** Exercise **
Carry the piece on planning a summer vegetable garden forward from its last sentence, keeping the same voice.

** Text shown **
-- -- --
It's getting to that time of year again where I start thinking about what I am going to plant in my vegetable garden for the summer.
I love it, gardening, and while I’m not all that good at it I love the planning, the nurturing and the tending. There's nothing better to me than picking something I have grown in the garden, and eating it the same day. To me it brings a whole new meaning to freshness, flavor and satisfaction.
Every season I plan my garden, source out seeds and get excited about the prospect of abundant juicy and delicious produce grown by yours truly.
I have a small green house where I start seedlings early otherwise, due to the mountainous climate I would have to purchase plants from the market or garden centre. I get a sense of achievement by nurturing my trays of sprouted baby seedlings and watching them grow. It gives me the feeling that I know what I’m doing which, of course, I do not. Truth be known, the greenhouse is the warmest place to be in the spring so that’s where I make my home.
-- -- --
Excerpts from a detection dataset
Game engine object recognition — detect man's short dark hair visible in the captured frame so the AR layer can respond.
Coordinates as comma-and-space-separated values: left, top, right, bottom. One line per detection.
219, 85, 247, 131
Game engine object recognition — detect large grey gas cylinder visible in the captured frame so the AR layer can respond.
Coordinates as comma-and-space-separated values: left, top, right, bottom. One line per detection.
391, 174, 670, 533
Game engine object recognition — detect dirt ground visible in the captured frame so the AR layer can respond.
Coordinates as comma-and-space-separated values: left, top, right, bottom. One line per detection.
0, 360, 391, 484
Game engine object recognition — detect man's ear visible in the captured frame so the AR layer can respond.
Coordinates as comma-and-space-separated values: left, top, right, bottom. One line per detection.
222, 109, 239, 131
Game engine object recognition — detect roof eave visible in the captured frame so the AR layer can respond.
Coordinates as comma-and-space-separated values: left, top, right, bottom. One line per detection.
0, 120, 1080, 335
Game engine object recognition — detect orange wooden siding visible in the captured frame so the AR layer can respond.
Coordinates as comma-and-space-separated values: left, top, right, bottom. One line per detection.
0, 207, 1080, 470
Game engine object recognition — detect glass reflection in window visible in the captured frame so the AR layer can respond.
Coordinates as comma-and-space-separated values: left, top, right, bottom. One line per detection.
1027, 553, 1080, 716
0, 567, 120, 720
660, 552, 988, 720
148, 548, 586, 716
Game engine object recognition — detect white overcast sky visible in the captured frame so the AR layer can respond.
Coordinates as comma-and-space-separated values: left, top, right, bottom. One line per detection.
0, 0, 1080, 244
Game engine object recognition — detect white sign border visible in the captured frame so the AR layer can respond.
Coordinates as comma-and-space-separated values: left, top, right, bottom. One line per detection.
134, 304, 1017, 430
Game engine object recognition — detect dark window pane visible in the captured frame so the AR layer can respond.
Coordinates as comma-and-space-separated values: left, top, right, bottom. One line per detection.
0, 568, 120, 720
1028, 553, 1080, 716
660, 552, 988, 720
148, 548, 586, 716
-- -- --
** Task response **
Last year was awful weather wise here in the Pyrénees. Cold and wet until mid - August when the sun came out and the temperature went directly up to 28° c where it stayed until the end of September.
Talk about one extreme to another. My garden, along with my confidence, got destroyed.
But it wasn’t all for my lack of gardening prowess that my garden got destroyed. I had a little help from the powers that be along with some good old-fashioned rookie schooling.
I live in a rural, fertile area where everyone has the best-looking veggie patches I have ever seen. Hedges are trimmed I swear, with the aid of a level, and lines of vegetables are so straight it’s as if they were digitally planted. My garden, however, is not like that and leaves a lot to be desired. To keep up appearances and village status this year, I have work to do.
You see my problem is that the seasonal nature of my business, as a B&B owner, affords me lots of spare time during the winter months and next to none in the summer when I am flat out B&B-ing from April until October.
Apart from the daily maintenance of my patch I have to deal with an army of monster sized slugs, snails, ants and other critters dying for a slice of my veg.
The slugs in the Pyrénees are a hearty bunch. They are a monstrous 3 inches long, come in black and brown models and look like they belong in a horror movie. I once culled 50 of the monsters that were cruising around my lawn one morning, and yes I did have a ring of slug pellets around my garden that didn’t stop them.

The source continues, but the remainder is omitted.